(Supplied information Opens)

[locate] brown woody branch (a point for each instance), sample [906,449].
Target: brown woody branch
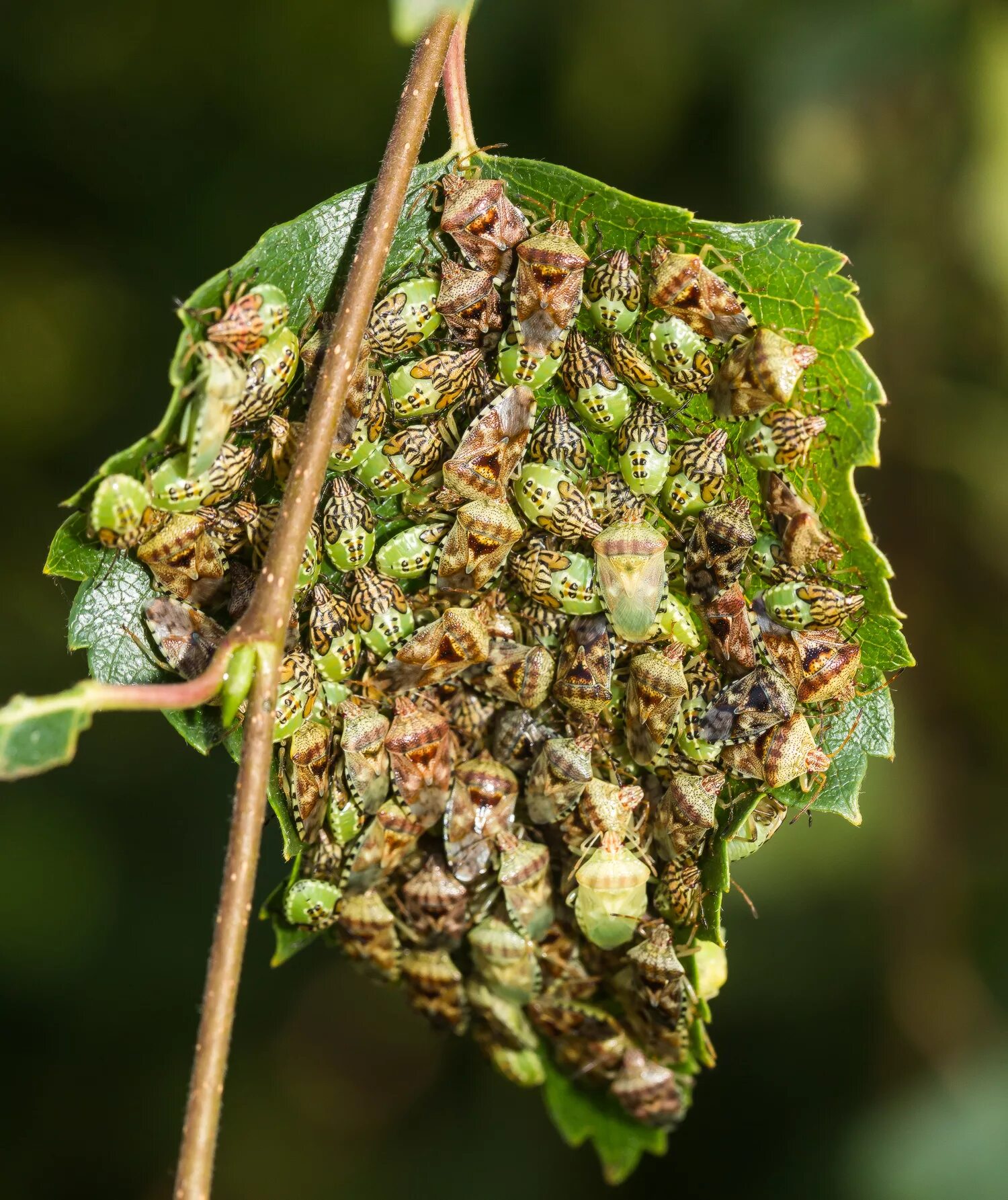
[267,617]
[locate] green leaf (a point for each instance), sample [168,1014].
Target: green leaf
[409,18]
[38,733]
[581,1115]
[106,612]
[292,842]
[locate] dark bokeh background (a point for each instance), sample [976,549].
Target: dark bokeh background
[862,1038]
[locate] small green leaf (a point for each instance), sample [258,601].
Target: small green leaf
[863,727]
[292,842]
[38,733]
[106,612]
[409,18]
[290,938]
[581,1115]
[73,555]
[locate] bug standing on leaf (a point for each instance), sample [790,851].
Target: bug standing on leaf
[684,287]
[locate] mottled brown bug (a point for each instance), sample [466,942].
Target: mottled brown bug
[718,547]
[748,707]
[779,756]
[436,652]
[368,932]
[305,776]
[733,636]
[761,372]
[522,675]
[184,558]
[558,776]
[548,287]
[685,813]
[481,805]
[482,221]
[493,448]
[436,989]
[683,287]
[648,1091]
[583,682]
[365,759]
[435,904]
[468,301]
[421,754]
[796,522]
[523,876]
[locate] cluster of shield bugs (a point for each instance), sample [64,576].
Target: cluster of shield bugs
[546,639]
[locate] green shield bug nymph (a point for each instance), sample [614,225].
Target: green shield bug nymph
[311,903]
[334,641]
[364,419]
[612,294]
[592,385]
[630,558]
[803,604]
[683,354]
[268,376]
[760,374]
[611,895]
[122,513]
[551,498]
[780,438]
[251,318]
[647,378]
[517,364]
[347,527]
[431,385]
[409,553]
[696,473]
[209,414]
[406,316]
[380,610]
[644,449]
[655,689]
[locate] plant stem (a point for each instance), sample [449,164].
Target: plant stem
[267,617]
[456,93]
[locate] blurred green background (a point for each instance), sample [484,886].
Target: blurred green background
[862,1038]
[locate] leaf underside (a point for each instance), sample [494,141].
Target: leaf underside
[789,284]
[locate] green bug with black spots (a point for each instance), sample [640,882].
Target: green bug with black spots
[644,449]
[612,294]
[682,353]
[409,553]
[599,397]
[406,316]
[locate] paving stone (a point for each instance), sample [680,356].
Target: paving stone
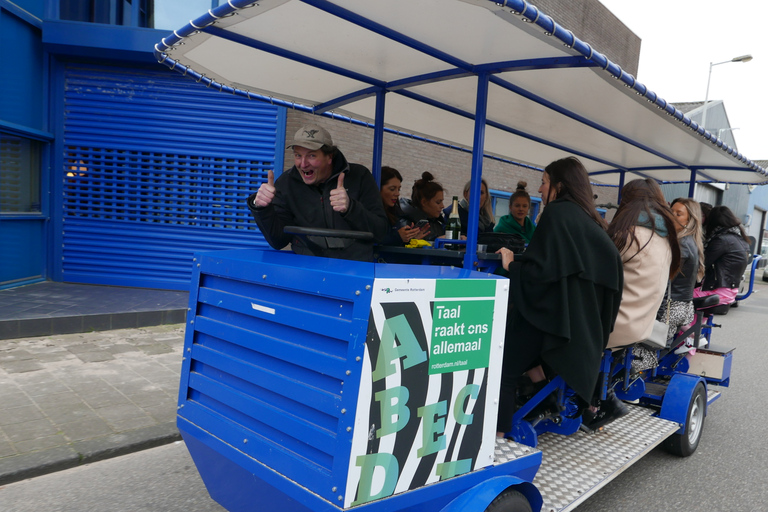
[120,348]
[13,397]
[53,387]
[27,430]
[15,355]
[7,449]
[163,413]
[155,348]
[133,423]
[21,366]
[68,413]
[79,348]
[95,356]
[67,397]
[85,429]
[150,398]
[20,415]
[119,412]
[41,443]
[104,399]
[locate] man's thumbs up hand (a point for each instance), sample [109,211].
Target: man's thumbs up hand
[339,197]
[266,191]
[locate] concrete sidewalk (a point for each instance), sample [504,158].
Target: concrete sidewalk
[70,399]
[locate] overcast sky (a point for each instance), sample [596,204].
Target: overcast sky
[679,40]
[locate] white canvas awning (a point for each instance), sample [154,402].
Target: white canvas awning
[549,94]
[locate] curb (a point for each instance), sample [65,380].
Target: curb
[21,467]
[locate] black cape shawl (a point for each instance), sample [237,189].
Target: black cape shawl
[566,290]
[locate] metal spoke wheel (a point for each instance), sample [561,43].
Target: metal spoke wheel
[510,500]
[686,443]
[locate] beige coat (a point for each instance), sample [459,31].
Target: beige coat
[645,281]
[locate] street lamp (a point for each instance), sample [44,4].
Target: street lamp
[741,58]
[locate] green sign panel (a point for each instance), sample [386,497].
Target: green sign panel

(Supplied information Closes)

■ Your goal
Give the number of lines in the records that contain the string "panel", with no other output.

■ Answer box
2